- **Exercise brief**
Could you give the listing below again with every "one marker per instance" swapped for "one marker per occurrence", all else unchanged and the pictures left out?

- **Records shown**
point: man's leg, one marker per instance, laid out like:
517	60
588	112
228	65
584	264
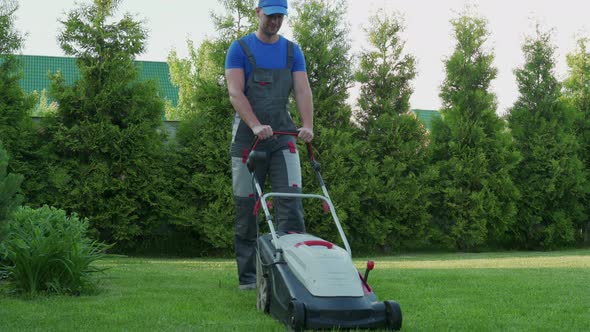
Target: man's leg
246	227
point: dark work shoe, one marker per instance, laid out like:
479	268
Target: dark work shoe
251	286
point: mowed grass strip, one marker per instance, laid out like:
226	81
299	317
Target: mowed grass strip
445	292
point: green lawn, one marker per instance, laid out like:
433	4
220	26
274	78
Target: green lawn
447	292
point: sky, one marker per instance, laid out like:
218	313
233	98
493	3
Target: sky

- **Written answer**
point: man's leg, one marker per occurrence, laid out like:
517	60
588	112
228	65
584	264
Target: man's leg
246	227
point: dark work shoe, one marker per occurrence, laid out like:
479	268
Target: dark work shoe
251	286
point: mowed grass strip, one marker per occurrence, laid out like:
226	81
299	317
Target: mowed grass strip
445	292
point: green lawn, one marker per occurrence, laid out like:
433	4
220	26
274	78
Target: green lawn
447	292
point: sky, one marker per occurrence, laid out like:
218	313
233	98
493	3
Target: sky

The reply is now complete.